- _Instruction A_
Please turn the listing, starting with the line with "Pass-network tagging: label the side mirror" and going on through the line with "[(272, 94)]", into a two-column CSV with the columns "prompt" and "answer". Give one row for each pair, with each value in a single quoted field and line breaks replaced by spaces.

Indeed, such further information which is available supports the IJA’s position. The most recent document provided by the Appellant is a judgment from the Court of Appeal, Reggio Calabria dated 1 April 2010. At the conclusion of the English translation, it says (with my emphasis added) that:-
“FOR THESE REASONS
Having considered Art 666, 670 and 671 of the Code of Criminal Procedure;
Annuls the enforcement order for concurrent sentences no 206, issued by the Chief Prosecutor’s Office at the Court of Appeal in Reggio Calabria on 20.11.2008 in respect of Roberto MOLLICA PARASILITI, only for the sanctions handed down in the sentences stated above under points 1, 2 and 4 respectively of the above-mentioned order and confirms the remainder.”
The document referred to as dated “20.11.2008” is “The most recent order” enforcing the sentences against the Appellant. It is not disputed that offences 3 and 5, the enforcement of which is expressly confirmed by the judgment of the Court of Appeal judgment of 1April 2010, relate respectively to EAW 2 and EAW 3 which are the subject of the present appeal.
The Appellant’s criticism is that the learned District Judge failed to consider counsel’s submissions in respect of EAWs 2 and 3 but this complaint is not justified because he stated in his decision that:-
“37. I reject the defence submission that the remaining elements of the decision of 20th November 2008 are in some way compromised by this most recent decision [decision of Court of Appeal of Reggio Calabria, 1st April 2010]. The defendant is clearly still wanted in respect of EAWs (2) and (3) and the submission that this court cannot conclude he is unlawfully at large is rejected.”
The District Judge’s conclusion was consistent with the approach in Kuprevicius. This is another reason for explaining why I am satisfied that the appellant is wanted for the purpose of serving a sentence of imprisonment and is unlawfully at large.

- _Data for this task_
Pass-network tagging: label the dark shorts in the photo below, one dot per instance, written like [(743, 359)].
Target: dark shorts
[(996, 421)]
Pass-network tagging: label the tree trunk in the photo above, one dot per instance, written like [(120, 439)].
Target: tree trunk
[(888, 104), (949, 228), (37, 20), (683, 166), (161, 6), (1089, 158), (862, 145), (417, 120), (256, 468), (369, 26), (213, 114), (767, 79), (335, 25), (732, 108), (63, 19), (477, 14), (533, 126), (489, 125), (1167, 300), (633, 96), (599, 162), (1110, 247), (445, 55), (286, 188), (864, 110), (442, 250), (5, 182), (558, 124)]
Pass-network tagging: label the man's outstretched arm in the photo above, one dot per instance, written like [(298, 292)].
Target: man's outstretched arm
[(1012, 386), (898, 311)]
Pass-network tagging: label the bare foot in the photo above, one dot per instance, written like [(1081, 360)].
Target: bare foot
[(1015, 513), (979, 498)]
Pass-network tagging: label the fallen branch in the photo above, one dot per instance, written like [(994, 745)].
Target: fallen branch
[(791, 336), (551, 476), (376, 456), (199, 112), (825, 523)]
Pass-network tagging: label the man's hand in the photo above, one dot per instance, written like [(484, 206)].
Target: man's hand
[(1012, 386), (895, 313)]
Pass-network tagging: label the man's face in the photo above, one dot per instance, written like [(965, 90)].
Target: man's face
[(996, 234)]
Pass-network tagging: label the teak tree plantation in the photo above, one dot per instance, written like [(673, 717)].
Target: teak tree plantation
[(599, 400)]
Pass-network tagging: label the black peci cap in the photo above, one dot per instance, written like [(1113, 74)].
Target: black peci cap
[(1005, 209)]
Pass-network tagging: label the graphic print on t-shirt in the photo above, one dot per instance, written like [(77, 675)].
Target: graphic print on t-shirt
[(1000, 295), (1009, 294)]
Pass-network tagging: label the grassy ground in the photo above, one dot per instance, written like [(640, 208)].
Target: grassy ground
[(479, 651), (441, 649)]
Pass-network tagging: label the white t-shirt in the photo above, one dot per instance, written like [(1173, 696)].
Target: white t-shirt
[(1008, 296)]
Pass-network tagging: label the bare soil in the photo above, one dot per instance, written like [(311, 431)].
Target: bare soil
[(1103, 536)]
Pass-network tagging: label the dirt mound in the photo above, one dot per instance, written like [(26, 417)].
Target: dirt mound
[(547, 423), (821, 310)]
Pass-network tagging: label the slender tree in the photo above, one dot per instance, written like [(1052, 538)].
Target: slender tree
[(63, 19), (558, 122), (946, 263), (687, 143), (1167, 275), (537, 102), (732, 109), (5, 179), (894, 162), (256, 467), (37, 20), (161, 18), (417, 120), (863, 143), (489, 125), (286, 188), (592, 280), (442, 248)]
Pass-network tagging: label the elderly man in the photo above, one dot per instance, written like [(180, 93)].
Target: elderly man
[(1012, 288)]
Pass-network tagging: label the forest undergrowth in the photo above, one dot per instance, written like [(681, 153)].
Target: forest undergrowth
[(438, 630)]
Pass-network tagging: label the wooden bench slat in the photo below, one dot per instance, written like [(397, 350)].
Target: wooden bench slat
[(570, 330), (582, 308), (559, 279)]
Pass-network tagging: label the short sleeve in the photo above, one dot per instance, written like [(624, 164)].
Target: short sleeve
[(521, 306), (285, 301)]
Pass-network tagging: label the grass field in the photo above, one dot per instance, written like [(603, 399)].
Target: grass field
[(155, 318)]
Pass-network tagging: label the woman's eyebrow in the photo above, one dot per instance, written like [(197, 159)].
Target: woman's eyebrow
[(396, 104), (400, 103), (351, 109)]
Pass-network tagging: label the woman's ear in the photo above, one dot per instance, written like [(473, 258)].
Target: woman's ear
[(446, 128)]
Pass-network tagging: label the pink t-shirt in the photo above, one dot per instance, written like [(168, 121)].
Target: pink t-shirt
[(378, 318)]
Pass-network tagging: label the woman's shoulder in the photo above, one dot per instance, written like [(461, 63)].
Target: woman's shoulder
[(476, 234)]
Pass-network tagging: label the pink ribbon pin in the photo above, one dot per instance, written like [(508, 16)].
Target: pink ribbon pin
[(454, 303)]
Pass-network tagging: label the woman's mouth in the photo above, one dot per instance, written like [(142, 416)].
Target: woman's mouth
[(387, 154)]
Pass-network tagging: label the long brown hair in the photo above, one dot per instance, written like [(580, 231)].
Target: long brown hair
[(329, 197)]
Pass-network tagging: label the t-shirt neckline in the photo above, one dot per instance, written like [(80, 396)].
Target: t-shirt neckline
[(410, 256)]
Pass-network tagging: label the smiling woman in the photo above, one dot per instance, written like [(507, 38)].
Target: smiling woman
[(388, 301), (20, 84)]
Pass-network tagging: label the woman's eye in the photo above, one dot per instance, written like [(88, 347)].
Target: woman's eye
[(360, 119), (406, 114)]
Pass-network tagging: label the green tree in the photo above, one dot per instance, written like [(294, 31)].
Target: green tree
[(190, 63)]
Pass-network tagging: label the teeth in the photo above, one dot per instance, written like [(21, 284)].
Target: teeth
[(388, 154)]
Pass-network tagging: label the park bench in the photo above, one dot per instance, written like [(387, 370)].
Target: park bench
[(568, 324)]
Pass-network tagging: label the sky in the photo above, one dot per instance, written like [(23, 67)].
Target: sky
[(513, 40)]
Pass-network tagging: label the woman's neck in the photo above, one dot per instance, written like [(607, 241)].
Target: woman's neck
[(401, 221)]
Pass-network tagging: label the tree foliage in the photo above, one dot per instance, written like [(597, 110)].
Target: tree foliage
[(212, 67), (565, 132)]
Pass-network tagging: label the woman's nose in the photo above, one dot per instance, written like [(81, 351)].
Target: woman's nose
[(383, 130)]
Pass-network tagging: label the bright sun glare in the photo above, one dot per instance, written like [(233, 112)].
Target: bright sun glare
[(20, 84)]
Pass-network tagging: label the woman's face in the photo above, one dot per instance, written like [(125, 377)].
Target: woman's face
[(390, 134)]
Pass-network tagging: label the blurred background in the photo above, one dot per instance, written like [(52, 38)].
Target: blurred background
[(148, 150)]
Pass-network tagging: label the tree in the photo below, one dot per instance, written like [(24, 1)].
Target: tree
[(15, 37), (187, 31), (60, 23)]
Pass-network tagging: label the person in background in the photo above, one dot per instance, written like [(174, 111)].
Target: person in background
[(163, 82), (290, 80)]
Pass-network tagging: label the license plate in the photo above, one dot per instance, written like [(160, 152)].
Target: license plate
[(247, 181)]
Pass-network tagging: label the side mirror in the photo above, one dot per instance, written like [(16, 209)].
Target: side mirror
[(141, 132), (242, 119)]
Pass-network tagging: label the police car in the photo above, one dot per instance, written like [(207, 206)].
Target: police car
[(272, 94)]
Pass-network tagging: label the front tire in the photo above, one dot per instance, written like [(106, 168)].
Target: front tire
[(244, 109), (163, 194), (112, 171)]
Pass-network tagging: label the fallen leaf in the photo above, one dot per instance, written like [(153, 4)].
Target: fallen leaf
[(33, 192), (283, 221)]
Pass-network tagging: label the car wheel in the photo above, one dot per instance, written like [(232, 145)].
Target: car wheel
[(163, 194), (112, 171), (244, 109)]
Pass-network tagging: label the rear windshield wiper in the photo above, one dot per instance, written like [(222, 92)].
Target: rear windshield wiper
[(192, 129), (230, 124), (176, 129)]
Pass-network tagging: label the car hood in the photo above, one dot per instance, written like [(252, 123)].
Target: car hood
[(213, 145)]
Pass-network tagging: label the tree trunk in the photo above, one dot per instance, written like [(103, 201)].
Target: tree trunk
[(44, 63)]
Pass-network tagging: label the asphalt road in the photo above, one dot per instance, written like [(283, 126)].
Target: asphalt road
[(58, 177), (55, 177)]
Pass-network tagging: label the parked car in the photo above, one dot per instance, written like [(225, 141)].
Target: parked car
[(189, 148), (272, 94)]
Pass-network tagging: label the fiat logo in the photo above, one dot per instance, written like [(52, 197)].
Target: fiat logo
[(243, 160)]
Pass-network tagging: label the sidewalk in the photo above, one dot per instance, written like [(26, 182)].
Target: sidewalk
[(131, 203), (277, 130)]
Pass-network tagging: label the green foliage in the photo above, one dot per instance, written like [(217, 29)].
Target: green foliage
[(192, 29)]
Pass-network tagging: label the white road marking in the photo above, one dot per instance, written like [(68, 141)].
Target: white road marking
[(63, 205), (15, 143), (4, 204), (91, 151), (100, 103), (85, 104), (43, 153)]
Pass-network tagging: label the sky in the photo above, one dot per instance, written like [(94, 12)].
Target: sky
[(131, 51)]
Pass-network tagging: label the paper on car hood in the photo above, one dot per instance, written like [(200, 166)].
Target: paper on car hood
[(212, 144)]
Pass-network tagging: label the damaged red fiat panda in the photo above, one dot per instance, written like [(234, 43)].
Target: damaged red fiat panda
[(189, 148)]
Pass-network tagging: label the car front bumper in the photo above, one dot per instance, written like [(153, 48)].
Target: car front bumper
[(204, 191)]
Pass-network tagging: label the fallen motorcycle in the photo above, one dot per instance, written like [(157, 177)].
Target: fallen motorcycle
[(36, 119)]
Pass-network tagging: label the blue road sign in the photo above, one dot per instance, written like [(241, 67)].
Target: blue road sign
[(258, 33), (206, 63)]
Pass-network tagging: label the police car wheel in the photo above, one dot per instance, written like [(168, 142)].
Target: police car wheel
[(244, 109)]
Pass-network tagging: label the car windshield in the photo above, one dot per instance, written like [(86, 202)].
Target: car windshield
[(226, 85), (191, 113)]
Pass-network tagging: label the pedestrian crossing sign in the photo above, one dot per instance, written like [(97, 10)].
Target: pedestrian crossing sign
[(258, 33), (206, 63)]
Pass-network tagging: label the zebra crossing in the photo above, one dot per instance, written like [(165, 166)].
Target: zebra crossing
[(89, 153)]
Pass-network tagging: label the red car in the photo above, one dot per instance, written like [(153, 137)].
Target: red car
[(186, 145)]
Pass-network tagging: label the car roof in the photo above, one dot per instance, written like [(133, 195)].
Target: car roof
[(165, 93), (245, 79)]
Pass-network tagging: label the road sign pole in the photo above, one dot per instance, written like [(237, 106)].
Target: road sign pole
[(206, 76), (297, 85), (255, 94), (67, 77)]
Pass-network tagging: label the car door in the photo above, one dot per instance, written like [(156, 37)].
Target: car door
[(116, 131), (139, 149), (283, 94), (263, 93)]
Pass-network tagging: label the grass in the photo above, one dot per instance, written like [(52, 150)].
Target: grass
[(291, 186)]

- _Instruction B_
In the judgment excerpt, on what date did the Chief Prosecutor's Office issue enforcement order no 206?

- _Complete answer A_
prompt,answer
"Pass-network tagging: label the side mirror in the photo above, one dot per instance, written like [(16, 209)]. Target: side mirror","[(141, 132), (242, 119)]"
"Pass-network tagging: label the police car in the photo above, one dot per instance, written like [(207, 206)]. Target: police car","[(272, 94)]"

- _Complete answer B_
20.11.2008 (20 November 2008)